=== Task statement ===
Rewrite the data below with every "query phrase" changed to "search phrase", keeping everything else the same.

=== Given data ===
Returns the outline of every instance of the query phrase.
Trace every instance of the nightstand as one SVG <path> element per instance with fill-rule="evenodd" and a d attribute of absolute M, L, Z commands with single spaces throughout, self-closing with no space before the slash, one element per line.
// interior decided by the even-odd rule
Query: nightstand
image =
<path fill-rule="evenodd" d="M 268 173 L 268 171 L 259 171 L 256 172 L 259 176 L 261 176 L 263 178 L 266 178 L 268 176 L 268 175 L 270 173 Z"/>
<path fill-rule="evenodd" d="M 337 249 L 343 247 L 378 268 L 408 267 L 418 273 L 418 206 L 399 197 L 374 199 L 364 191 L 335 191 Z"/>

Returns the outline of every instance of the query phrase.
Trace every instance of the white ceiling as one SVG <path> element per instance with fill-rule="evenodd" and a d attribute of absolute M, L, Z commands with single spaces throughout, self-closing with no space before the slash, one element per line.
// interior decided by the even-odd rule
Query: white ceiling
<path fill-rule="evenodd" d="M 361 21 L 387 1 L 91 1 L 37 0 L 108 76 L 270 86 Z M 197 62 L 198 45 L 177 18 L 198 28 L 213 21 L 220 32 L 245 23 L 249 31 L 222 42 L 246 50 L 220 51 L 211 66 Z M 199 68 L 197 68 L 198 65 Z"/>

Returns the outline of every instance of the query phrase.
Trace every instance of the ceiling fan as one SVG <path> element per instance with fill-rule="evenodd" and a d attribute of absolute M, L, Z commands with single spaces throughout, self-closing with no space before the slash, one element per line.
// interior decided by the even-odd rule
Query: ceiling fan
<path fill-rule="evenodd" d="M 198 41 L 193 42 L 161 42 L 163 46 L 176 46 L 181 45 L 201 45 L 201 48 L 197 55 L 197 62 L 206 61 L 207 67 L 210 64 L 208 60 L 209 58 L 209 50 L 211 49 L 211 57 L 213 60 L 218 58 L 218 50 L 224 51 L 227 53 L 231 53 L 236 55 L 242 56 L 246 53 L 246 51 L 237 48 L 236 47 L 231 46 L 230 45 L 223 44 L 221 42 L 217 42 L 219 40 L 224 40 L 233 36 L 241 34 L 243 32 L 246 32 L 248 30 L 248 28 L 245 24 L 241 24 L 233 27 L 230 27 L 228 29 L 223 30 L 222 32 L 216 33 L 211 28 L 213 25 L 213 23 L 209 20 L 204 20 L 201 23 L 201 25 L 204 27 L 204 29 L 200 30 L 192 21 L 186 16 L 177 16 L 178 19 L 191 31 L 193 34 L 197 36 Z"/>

=== Answer to this exercise ===
Returns the outline of every instance of the search phrase.
Trace every instance of the nightstand as one SVG <path> element per instance with fill-rule="evenodd" and a d attribute of absolute M, L, Z commands with single spaces throughout, self-closing with no space before the slash, one element per line.
// interior decided by the even-odd rule
Query: nightstand
image =
<path fill-rule="evenodd" d="M 268 173 L 268 171 L 259 171 L 256 172 L 259 176 L 261 176 L 263 178 L 266 178 L 268 176 L 268 175 L 270 173 Z"/>
<path fill-rule="evenodd" d="M 337 249 L 343 247 L 378 268 L 408 267 L 418 273 L 418 206 L 399 197 L 374 199 L 364 191 L 335 191 Z"/>

Returns the outline of every instance of the search phrase.
Trace every instance of the white ceiling as one SVG <path> element per instance with fill-rule="evenodd" and a d attribute of absolute M, L, Z commands with single spaces throughout, self-closing with no space before the slash, one element per line.
// interior decided by the even-odd rule
Query: white ceiling
<path fill-rule="evenodd" d="M 361 21 L 387 1 L 91 1 L 37 0 L 108 76 L 270 86 Z M 197 62 L 198 45 L 177 18 L 198 28 L 213 21 L 220 32 L 245 23 L 249 31 L 222 42 L 246 50 L 220 51 L 211 66 Z M 199 68 L 197 68 L 198 65 Z"/>

Returns the outline of every instance of the search phrase.
Trace every instance of the ceiling fan as one SVG <path> element per instance with fill-rule="evenodd" and a d attribute of absolute M, L, Z commands with single spaces throughout, self-closing with no space before the slash, one element per line.
// interior decided by the even-odd rule
Query: ceiling fan
<path fill-rule="evenodd" d="M 198 41 L 193 42 L 161 42 L 163 46 L 176 46 L 181 45 L 201 45 L 201 48 L 197 55 L 197 62 L 206 61 L 207 67 L 210 64 L 208 60 L 209 58 L 209 50 L 211 49 L 211 57 L 213 60 L 218 58 L 218 50 L 224 51 L 227 53 L 231 53 L 236 55 L 242 56 L 246 53 L 246 51 L 237 48 L 236 47 L 231 46 L 230 45 L 223 44 L 221 42 L 217 42 L 219 40 L 224 40 L 233 36 L 241 34 L 243 32 L 246 32 L 248 30 L 248 28 L 245 24 L 241 24 L 233 27 L 230 27 L 228 29 L 223 30 L 222 32 L 216 33 L 211 28 L 213 25 L 213 23 L 209 20 L 204 20 L 201 23 L 201 25 L 204 27 L 204 29 L 200 30 L 192 21 L 186 16 L 177 16 L 178 19 L 191 31 L 193 34 L 197 36 Z"/>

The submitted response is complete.